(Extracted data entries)
──────────
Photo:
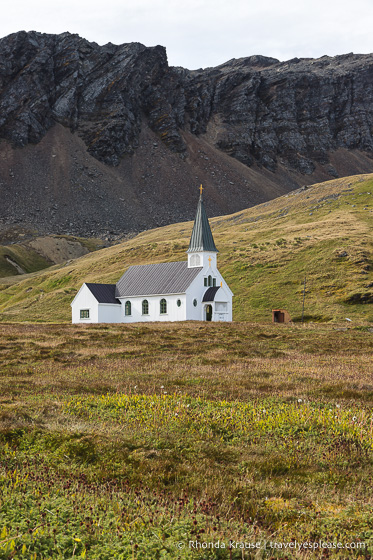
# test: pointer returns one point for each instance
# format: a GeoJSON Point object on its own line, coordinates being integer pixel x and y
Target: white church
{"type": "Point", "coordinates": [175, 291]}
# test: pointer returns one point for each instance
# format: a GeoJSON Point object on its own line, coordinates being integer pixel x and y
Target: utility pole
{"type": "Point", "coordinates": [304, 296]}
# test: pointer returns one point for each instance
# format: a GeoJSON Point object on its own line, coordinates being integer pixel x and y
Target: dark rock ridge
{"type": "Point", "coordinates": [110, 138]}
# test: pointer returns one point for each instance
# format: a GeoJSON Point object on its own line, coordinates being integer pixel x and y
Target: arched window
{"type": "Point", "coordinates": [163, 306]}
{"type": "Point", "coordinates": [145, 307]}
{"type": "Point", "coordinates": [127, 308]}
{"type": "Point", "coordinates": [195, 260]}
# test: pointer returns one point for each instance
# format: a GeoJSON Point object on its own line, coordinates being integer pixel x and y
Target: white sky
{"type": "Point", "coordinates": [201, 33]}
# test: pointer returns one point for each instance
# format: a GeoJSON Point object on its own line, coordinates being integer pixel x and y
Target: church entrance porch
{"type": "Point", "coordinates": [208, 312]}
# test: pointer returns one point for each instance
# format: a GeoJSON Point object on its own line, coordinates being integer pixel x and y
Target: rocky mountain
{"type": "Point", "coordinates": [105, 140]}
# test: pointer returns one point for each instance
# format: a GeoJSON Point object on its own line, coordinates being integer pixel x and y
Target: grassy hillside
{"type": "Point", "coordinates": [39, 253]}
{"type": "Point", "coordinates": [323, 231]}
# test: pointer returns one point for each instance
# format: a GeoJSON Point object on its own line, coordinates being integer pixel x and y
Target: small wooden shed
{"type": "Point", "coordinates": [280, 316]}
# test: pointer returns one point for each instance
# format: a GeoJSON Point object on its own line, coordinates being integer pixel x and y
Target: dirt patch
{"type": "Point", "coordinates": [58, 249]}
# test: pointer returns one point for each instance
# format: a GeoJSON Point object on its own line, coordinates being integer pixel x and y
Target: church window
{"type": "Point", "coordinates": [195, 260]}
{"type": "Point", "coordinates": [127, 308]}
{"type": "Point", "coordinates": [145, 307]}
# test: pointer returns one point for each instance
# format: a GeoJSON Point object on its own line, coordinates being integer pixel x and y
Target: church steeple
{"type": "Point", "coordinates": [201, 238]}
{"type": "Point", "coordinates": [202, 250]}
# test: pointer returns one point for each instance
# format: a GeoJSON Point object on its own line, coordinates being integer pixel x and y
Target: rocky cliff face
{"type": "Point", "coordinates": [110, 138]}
──────────
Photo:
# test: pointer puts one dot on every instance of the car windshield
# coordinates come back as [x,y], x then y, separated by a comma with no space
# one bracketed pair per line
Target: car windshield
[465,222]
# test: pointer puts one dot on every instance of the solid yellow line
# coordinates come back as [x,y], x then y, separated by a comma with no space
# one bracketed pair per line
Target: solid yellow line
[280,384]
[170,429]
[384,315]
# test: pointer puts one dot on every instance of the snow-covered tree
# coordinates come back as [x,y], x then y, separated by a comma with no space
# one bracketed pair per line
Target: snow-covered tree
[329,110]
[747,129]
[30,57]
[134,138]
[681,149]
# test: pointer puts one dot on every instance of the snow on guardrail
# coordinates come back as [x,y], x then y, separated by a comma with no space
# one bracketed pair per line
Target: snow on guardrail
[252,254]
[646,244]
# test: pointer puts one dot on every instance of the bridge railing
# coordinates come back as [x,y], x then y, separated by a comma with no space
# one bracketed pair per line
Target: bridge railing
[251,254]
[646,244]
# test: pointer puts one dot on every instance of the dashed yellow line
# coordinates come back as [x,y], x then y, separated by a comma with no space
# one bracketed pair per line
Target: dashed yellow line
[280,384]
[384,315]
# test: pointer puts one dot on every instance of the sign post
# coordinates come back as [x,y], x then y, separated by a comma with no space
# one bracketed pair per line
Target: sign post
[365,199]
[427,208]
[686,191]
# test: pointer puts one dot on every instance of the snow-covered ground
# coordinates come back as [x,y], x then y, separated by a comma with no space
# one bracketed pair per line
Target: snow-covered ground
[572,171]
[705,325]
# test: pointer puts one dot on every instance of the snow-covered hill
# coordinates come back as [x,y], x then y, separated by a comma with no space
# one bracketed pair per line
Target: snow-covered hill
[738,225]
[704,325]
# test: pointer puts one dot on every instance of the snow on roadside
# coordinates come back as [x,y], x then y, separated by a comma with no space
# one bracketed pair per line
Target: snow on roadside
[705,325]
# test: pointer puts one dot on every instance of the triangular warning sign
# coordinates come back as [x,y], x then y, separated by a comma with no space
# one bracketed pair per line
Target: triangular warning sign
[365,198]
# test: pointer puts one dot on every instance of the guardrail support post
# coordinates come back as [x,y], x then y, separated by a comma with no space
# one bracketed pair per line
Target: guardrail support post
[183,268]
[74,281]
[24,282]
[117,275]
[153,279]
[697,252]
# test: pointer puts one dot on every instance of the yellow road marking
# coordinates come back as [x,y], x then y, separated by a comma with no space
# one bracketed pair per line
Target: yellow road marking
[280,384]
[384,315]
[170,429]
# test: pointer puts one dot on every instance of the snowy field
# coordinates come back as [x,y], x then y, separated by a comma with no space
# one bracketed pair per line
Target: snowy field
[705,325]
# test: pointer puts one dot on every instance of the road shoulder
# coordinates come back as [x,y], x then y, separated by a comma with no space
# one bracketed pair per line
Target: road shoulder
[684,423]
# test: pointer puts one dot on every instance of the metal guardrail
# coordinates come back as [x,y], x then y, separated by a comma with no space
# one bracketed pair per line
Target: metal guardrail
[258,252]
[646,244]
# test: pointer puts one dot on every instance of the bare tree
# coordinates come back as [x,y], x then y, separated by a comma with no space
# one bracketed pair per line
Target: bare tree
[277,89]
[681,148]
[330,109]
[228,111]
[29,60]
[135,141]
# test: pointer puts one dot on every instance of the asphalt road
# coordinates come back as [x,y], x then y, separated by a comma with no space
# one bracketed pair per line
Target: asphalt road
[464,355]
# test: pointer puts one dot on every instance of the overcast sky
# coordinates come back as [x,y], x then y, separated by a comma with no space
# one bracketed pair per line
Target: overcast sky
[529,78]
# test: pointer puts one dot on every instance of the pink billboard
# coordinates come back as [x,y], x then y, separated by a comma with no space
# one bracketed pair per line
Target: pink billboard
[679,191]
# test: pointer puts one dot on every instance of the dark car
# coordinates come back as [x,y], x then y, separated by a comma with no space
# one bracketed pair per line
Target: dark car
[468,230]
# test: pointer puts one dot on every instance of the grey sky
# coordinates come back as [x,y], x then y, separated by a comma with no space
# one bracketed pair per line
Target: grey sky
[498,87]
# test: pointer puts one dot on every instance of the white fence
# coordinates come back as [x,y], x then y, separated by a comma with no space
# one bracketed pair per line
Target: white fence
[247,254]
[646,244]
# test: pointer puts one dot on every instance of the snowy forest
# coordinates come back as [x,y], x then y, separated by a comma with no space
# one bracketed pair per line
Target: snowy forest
──────────
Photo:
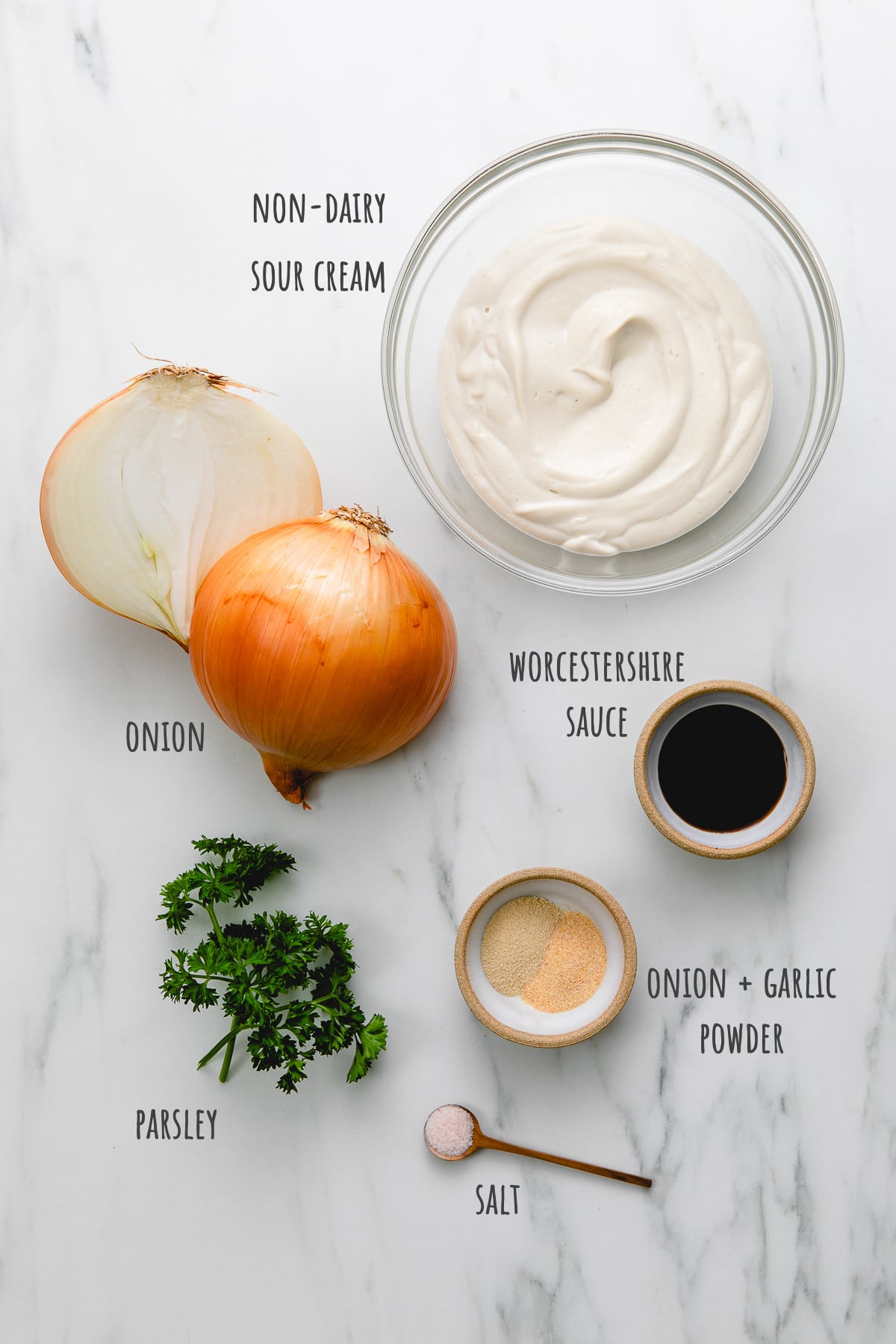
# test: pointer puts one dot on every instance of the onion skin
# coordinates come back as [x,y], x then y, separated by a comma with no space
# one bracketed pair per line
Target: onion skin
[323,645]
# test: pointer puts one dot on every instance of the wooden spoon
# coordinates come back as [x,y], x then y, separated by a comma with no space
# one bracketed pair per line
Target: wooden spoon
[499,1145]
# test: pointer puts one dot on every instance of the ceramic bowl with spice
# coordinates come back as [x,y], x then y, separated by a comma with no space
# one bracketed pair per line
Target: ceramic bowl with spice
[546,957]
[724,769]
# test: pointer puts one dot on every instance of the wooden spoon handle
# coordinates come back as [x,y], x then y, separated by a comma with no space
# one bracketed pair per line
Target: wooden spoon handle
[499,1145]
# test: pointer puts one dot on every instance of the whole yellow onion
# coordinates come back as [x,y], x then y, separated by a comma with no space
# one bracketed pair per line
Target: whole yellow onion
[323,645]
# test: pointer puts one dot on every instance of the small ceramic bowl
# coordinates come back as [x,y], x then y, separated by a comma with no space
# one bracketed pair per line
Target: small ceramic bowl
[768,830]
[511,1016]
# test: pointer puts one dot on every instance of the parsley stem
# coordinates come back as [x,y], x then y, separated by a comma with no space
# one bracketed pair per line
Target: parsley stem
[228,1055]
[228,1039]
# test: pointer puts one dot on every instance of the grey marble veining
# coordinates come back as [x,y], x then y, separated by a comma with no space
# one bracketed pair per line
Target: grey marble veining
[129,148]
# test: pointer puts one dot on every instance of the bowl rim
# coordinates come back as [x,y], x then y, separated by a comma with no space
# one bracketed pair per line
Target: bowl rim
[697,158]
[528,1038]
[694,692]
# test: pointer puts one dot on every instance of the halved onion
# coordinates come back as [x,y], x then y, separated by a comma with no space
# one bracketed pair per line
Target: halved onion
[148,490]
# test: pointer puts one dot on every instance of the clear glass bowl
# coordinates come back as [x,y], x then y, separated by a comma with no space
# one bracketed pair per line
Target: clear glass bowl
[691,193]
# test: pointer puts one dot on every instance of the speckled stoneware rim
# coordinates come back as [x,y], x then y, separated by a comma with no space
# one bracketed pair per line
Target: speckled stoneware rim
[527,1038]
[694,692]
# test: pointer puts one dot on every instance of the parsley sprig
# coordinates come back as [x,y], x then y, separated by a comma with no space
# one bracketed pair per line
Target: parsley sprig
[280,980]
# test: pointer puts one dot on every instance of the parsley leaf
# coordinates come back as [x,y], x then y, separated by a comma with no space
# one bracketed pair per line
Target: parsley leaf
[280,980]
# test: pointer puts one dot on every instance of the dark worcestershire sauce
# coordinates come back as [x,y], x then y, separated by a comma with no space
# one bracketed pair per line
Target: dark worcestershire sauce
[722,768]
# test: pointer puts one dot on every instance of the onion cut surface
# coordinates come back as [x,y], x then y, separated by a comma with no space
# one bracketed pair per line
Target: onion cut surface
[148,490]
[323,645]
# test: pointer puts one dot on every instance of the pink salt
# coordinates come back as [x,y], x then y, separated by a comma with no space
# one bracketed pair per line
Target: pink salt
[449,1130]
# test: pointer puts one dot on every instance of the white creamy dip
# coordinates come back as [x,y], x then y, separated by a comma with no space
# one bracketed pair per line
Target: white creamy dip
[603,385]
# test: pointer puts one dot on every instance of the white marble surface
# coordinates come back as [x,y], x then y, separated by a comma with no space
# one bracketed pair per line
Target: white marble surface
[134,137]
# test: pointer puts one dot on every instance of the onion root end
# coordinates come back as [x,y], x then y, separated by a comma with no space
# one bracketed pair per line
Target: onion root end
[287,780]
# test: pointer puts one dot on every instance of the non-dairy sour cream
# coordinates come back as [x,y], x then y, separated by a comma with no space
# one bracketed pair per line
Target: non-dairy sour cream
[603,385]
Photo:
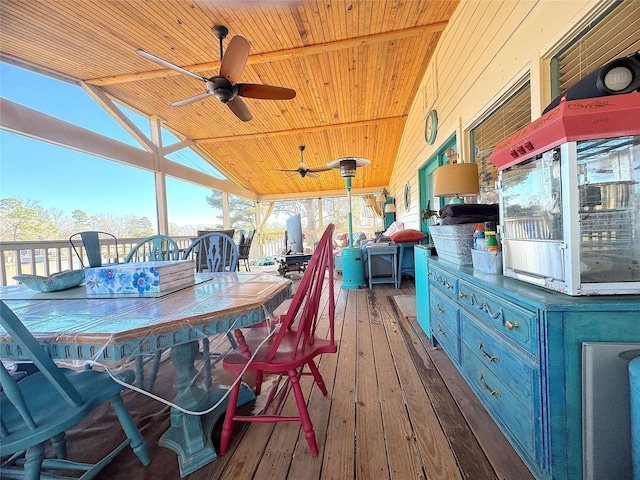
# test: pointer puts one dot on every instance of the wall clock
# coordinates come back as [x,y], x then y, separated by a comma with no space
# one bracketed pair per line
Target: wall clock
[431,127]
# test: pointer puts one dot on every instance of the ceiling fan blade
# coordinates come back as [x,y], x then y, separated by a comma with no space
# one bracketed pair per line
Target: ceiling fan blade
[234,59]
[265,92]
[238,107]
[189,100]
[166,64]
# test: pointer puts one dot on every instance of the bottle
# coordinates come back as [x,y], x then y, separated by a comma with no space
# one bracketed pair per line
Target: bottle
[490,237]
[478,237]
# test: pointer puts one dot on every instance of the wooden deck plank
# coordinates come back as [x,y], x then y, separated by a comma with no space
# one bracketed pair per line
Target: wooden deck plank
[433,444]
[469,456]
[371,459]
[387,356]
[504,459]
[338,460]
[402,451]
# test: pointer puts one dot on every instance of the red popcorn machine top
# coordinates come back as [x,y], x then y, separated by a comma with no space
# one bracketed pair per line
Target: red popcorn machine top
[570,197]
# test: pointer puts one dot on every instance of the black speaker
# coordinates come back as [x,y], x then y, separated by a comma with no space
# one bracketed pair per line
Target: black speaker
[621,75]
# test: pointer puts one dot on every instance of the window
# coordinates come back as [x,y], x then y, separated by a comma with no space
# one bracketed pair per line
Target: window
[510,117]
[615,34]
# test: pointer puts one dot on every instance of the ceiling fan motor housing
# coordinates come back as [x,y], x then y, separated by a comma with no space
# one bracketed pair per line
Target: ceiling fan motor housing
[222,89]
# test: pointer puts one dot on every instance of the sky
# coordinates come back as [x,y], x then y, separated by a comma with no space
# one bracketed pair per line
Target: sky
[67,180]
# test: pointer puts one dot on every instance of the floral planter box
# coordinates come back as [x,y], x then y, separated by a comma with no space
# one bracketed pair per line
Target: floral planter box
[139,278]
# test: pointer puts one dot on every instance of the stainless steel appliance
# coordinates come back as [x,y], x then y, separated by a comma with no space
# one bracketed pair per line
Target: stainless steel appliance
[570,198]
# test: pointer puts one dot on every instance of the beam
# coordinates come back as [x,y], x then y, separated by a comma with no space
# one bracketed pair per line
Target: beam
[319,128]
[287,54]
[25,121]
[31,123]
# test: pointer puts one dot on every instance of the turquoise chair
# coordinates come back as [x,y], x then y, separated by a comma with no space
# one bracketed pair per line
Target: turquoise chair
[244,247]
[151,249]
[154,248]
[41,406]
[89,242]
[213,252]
──────────
* Problem requirements
The answer must be every line of the entries that includes the word "forest".

* Expected answer
# test: pointer puts one dot on every instance of the snowy forest
Target: snowy forest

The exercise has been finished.